Write out exactly the lines below that run from the line containing "For every instance of the framed" through the last line of the records.

------ DATASET RECORDS ------

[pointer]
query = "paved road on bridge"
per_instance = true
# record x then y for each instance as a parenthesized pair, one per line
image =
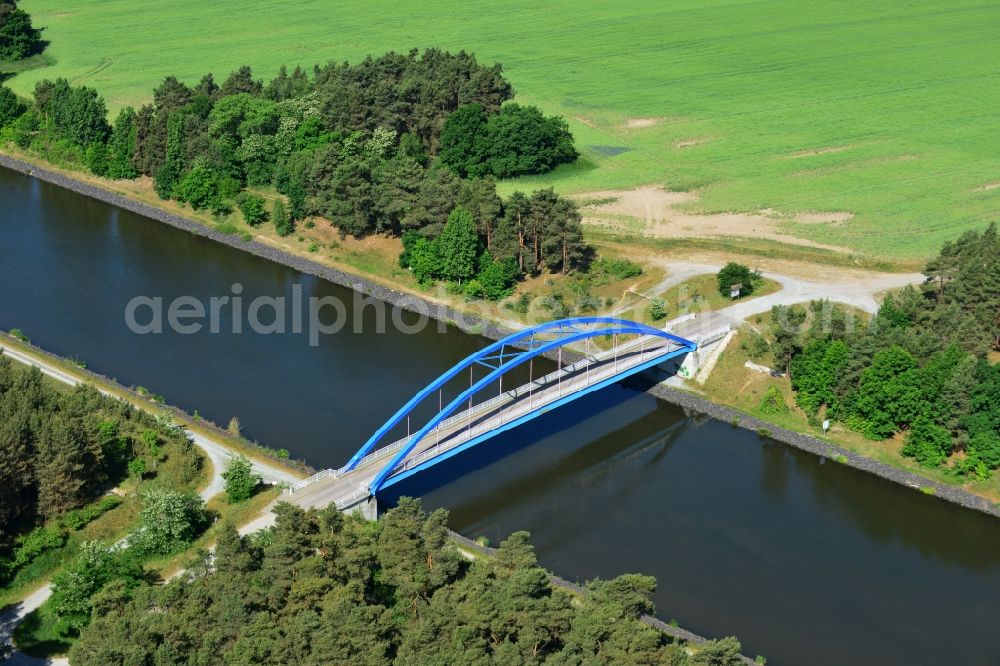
(482, 418)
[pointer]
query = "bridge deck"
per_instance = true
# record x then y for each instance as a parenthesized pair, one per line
(484, 419)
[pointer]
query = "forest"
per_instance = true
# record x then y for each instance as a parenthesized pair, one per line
(320, 587)
(61, 451)
(19, 38)
(403, 144)
(919, 370)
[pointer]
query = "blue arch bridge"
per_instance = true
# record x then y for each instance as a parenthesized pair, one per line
(605, 350)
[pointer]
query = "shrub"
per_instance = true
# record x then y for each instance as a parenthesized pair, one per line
(733, 273)
(657, 309)
(252, 207)
(76, 520)
(927, 442)
(36, 542)
(773, 402)
(240, 478)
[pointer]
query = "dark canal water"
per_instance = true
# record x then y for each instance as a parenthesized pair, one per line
(808, 563)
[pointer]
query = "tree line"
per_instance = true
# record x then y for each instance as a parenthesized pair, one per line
(321, 587)
(371, 147)
(60, 451)
(919, 369)
(18, 37)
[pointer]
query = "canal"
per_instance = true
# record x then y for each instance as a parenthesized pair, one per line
(807, 561)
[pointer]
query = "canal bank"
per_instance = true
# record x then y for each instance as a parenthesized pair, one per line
(734, 526)
(475, 325)
(217, 449)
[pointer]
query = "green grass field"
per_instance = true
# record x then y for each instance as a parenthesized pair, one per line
(885, 110)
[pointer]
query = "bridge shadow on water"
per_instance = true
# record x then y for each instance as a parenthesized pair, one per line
(570, 441)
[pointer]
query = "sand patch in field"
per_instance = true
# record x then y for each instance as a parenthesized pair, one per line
(812, 152)
(835, 219)
(694, 141)
(653, 211)
(641, 123)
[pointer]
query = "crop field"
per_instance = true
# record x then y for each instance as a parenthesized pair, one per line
(867, 126)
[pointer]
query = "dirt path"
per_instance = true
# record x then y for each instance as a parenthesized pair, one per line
(218, 453)
(854, 288)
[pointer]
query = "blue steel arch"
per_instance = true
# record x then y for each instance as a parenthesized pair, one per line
(566, 331)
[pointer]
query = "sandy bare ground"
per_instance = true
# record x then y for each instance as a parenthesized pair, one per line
(653, 211)
(859, 289)
(641, 123)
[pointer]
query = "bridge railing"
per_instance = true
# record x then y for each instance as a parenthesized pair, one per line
(713, 335)
(305, 483)
(465, 435)
(657, 344)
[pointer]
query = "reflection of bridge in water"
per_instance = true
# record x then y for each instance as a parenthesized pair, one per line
(463, 423)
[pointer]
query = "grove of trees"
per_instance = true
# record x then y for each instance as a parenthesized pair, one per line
(324, 588)
(18, 37)
(921, 368)
(375, 147)
(60, 451)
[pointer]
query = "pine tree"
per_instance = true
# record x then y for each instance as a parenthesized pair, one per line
(458, 246)
(282, 223)
(121, 147)
(60, 468)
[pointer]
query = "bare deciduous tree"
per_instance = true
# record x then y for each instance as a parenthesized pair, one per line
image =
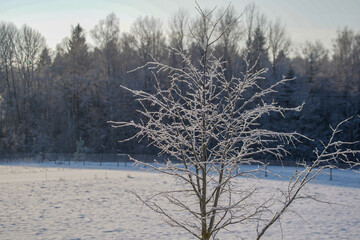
(207, 131)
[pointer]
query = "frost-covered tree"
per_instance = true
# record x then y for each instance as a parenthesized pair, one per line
(207, 131)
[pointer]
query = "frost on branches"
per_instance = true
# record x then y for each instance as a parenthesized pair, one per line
(208, 127)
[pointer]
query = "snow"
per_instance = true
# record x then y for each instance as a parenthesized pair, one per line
(51, 201)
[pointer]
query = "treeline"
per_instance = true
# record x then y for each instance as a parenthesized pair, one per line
(58, 101)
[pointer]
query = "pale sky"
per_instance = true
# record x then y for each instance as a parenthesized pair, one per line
(304, 19)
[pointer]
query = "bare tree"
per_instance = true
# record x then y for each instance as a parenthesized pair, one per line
(207, 131)
(279, 45)
(315, 56)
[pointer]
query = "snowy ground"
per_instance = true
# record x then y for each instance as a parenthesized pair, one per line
(50, 201)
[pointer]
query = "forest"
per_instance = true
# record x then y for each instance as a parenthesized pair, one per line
(50, 100)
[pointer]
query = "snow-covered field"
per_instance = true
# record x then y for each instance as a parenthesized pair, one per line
(50, 201)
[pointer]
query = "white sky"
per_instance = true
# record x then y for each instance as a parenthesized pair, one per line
(304, 19)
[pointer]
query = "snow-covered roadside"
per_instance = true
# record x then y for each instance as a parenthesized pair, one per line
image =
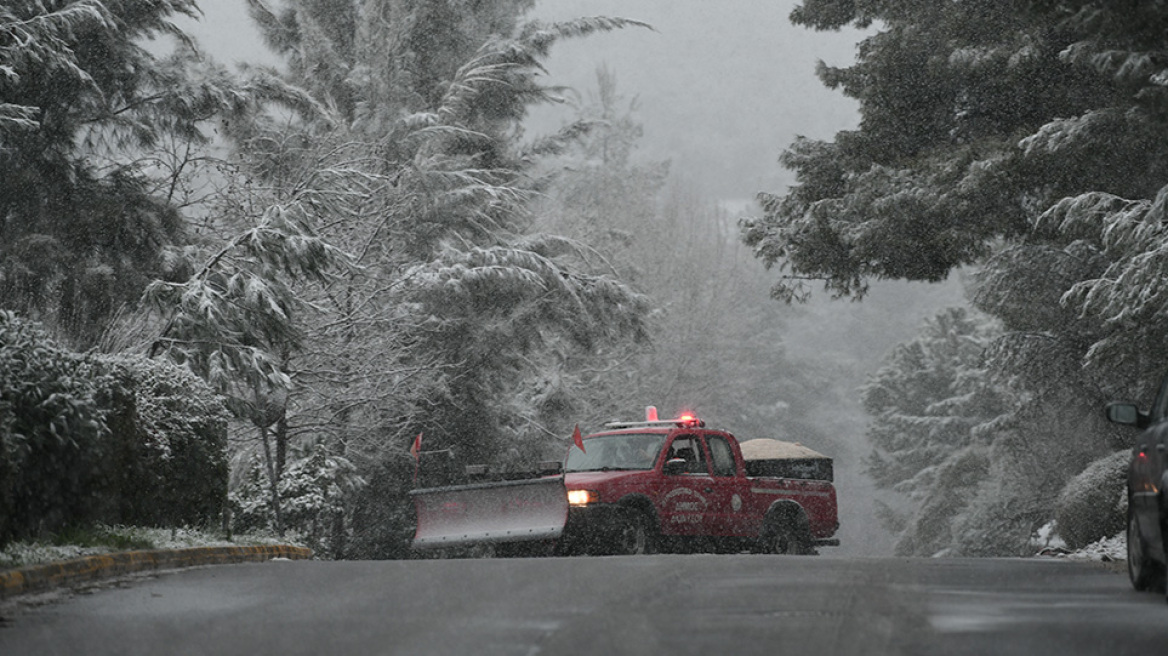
(1048, 544)
(23, 553)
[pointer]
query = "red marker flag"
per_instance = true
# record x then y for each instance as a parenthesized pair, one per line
(577, 438)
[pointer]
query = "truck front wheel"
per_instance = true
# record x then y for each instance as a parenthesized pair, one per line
(633, 534)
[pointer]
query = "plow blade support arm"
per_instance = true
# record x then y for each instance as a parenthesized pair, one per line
(489, 513)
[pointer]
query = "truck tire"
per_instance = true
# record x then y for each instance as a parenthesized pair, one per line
(1145, 572)
(786, 531)
(785, 539)
(633, 536)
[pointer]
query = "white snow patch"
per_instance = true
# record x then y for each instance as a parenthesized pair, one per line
(25, 553)
(1047, 543)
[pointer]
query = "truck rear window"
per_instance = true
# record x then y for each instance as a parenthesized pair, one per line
(606, 453)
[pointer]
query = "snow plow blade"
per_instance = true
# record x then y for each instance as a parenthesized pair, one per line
(503, 511)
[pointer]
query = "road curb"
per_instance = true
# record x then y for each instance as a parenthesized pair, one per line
(37, 578)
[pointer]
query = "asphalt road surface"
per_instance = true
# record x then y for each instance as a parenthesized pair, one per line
(717, 605)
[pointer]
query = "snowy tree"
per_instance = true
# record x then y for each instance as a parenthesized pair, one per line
(82, 100)
(1024, 139)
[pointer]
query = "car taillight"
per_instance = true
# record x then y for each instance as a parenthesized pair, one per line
(581, 497)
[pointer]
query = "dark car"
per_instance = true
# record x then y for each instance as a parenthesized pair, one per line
(1146, 479)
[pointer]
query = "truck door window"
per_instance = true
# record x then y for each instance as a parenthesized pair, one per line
(721, 455)
(689, 449)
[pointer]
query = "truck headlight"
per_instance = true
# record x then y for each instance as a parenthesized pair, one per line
(581, 497)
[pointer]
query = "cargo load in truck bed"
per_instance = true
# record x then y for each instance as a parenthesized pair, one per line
(785, 460)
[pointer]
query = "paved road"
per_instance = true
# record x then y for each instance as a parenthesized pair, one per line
(718, 605)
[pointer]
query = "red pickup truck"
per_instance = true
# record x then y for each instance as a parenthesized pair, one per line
(646, 486)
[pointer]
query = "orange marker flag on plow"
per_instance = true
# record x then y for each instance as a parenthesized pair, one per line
(577, 438)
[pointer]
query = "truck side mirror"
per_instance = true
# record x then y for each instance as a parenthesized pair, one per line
(1125, 413)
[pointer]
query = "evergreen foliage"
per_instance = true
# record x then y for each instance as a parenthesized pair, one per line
(1024, 139)
(80, 97)
(89, 439)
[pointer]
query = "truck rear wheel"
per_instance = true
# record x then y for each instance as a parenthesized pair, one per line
(786, 539)
(1144, 572)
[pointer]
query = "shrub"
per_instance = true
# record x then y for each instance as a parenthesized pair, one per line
(168, 445)
(99, 439)
(1092, 506)
(314, 492)
(50, 432)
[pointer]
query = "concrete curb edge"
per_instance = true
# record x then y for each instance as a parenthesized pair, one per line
(37, 578)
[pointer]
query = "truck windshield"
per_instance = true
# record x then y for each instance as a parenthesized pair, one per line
(634, 451)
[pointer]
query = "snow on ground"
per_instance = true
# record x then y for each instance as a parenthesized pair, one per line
(23, 553)
(1047, 543)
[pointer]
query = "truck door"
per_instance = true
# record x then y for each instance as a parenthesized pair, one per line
(729, 514)
(685, 502)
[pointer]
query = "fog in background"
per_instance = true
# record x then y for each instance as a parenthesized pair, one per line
(722, 89)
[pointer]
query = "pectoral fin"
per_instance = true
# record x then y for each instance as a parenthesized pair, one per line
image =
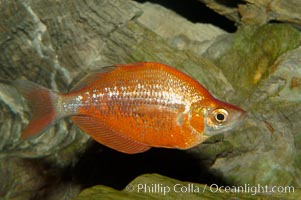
(107, 137)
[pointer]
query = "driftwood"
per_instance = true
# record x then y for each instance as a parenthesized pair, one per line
(55, 43)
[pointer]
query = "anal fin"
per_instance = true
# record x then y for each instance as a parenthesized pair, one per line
(105, 136)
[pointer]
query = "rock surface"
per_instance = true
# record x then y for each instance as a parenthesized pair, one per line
(54, 43)
(258, 12)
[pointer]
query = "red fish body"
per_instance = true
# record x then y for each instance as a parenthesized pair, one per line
(134, 107)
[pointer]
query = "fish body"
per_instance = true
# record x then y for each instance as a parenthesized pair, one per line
(134, 107)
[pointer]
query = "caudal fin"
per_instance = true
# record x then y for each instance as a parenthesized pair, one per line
(41, 101)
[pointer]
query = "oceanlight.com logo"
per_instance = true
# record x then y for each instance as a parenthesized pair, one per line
(163, 189)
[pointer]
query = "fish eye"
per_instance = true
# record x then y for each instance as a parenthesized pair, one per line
(220, 115)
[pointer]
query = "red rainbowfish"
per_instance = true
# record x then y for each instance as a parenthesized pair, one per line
(133, 107)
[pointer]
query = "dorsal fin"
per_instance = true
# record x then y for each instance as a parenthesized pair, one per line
(105, 136)
(92, 76)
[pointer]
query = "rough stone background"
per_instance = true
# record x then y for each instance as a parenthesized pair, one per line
(55, 43)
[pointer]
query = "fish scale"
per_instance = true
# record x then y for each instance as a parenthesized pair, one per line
(134, 107)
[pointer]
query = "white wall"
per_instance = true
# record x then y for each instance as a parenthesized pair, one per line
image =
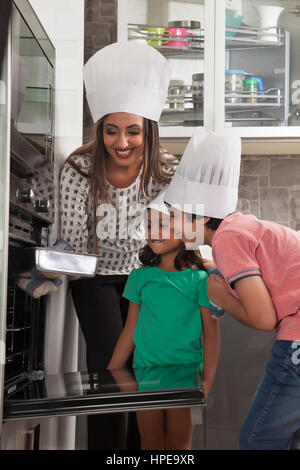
(64, 24)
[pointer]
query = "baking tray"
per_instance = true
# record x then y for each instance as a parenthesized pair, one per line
(51, 261)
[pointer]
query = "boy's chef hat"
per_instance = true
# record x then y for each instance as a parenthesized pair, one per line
(127, 77)
(158, 203)
(207, 177)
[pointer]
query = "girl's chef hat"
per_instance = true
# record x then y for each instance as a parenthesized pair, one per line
(127, 77)
(207, 177)
(158, 203)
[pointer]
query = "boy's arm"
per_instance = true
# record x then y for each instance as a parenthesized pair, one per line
(125, 344)
(254, 308)
(211, 340)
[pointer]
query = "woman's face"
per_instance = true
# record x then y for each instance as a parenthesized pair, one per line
(123, 136)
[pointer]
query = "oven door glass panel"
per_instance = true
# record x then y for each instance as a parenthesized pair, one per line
(106, 392)
(32, 100)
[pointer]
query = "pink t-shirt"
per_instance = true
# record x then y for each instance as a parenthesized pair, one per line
(246, 246)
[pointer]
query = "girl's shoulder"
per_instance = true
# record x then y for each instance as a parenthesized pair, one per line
(142, 271)
(198, 275)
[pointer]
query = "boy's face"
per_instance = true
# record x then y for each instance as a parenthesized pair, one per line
(191, 232)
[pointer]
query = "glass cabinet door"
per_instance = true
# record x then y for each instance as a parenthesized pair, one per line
(258, 77)
(32, 75)
(177, 29)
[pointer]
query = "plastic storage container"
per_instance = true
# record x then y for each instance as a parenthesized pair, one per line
(251, 88)
(234, 85)
(198, 90)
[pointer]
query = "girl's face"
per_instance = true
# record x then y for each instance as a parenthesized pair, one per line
(160, 233)
(123, 136)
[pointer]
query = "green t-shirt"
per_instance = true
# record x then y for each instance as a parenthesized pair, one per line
(169, 325)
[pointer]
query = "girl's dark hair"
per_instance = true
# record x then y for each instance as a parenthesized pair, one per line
(184, 259)
(213, 223)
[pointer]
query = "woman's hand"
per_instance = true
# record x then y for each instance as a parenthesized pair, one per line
(217, 289)
(208, 264)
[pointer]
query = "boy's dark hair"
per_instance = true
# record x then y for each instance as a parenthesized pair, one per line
(184, 259)
(213, 223)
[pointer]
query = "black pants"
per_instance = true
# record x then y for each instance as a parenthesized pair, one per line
(102, 312)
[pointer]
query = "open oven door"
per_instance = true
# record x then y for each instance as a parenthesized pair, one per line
(79, 393)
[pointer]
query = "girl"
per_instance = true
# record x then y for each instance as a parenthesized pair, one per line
(102, 186)
(164, 325)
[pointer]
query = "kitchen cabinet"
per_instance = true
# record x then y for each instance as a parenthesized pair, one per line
(234, 63)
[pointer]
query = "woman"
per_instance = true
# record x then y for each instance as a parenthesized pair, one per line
(105, 185)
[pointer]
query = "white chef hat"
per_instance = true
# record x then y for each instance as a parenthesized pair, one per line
(207, 177)
(158, 203)
(127, 77)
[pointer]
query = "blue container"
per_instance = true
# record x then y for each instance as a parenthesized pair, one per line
(215, 311)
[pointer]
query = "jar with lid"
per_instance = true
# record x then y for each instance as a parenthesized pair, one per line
(198, 90)
(250, 87)
(176, 97)
(234, 85)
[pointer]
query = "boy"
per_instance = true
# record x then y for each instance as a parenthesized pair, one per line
(260, 262)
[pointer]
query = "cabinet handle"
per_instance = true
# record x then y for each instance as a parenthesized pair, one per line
(295, 11)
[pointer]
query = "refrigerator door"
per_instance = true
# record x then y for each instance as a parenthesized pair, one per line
(80, 393)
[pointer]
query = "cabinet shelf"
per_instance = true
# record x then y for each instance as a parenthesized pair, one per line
(269, 98)
(242, 37)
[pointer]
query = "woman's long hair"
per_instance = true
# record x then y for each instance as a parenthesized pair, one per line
(184, 259)
(153, 163)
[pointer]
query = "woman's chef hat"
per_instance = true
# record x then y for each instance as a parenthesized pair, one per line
(207, 177)
(127, 77)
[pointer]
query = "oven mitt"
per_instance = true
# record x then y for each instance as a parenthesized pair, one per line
(38, 286)
(58, 245)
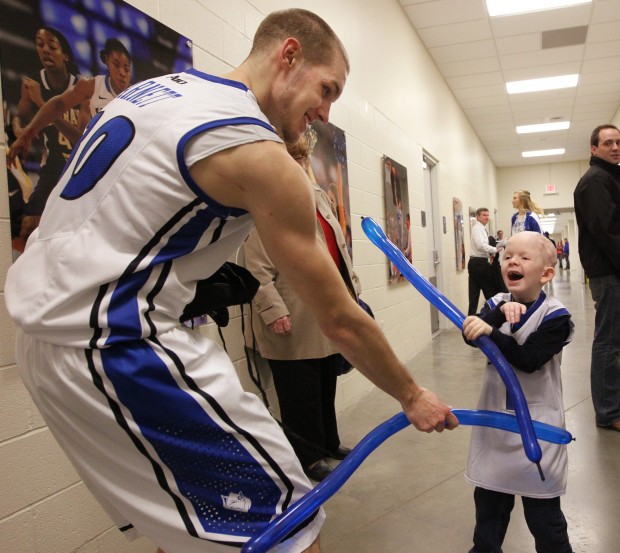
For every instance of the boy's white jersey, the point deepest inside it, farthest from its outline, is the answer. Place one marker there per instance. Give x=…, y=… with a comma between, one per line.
x=123, y=240
x=496, y=459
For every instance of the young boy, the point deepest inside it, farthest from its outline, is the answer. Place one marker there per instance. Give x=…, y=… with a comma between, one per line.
x=530, y=329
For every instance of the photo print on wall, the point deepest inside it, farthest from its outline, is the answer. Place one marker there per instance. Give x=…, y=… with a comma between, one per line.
x=46, y=47
x=397, y=214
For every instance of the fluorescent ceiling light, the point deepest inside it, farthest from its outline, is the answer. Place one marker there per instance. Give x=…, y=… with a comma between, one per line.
x=546, y=83
x=541, y=153
x=543, y=127
x=511, y=7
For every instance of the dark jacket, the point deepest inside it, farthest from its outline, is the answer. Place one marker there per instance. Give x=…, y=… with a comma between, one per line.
x=597, y=210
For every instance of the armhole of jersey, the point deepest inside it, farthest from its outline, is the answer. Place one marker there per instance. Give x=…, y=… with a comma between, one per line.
x=219, y=209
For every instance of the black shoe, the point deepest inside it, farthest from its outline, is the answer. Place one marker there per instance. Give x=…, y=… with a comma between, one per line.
x=340, y=453
x=319, y=471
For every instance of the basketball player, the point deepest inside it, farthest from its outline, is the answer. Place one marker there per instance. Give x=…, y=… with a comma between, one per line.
x=162, y=189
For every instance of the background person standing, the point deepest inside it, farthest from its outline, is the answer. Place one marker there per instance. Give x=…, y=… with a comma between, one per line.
x=597, y=210
x=528, y=213
x=481, y=276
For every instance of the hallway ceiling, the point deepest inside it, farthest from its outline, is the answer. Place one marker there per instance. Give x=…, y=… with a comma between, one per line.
x=478, y=54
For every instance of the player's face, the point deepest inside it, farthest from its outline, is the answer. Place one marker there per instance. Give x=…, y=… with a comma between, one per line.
x=307, y=96
x=524, y=266
x=608, y=146
x=119, y=68
x=50, y=50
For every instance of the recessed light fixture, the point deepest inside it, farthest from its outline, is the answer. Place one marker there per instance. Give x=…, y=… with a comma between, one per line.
x=541, y=153
x=543, y=127
x=511, y=7
x=546, y=83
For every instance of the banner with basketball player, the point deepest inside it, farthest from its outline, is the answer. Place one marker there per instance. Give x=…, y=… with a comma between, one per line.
x=89, y=51
x=328, y=164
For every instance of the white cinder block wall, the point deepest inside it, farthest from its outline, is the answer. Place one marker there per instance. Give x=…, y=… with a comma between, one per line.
x=395, y=104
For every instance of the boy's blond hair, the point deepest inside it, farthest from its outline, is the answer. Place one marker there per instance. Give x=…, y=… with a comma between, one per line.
x=547, y=249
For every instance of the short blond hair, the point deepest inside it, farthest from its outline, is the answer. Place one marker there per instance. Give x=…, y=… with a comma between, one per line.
x=526, y=202
x=319, y=42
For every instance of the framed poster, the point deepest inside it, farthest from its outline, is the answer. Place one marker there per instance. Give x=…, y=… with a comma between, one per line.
x=328, y=164
x=459, y=234
x=397, y=215
x=46, y=48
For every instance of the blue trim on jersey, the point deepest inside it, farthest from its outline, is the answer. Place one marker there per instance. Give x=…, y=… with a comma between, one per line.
x=200, y=454
x=214, y=79
x=124, y=316
x=219, y=209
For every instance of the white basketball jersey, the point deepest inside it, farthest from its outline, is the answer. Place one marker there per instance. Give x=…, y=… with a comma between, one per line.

------

▸ **RESPONSE**
For every instance of the framed poster, the point deepest inside it, farthest from its outline, is the answer. Place one marker there per instance. Give x=…, y=… with a comma between, one per line.
x=328, y=164
x=459, y=234
x=397, y=215
x=46, y=48
For every instance of the blue trim on jersey, the point deepest inside it, farthest from its outline, is the answer. Place one marker there per instance. Give x=…, y=… with a comma between, one per line.
x=200, y=454
x=214, y=79
x=124, y=316
x=219, y=209
For every instance of the white basketball jersey, the point deepest inside it, farthest from its outline, is the answer. Place one marker there per instance. Give x=…, y=… with a comma between, one per line.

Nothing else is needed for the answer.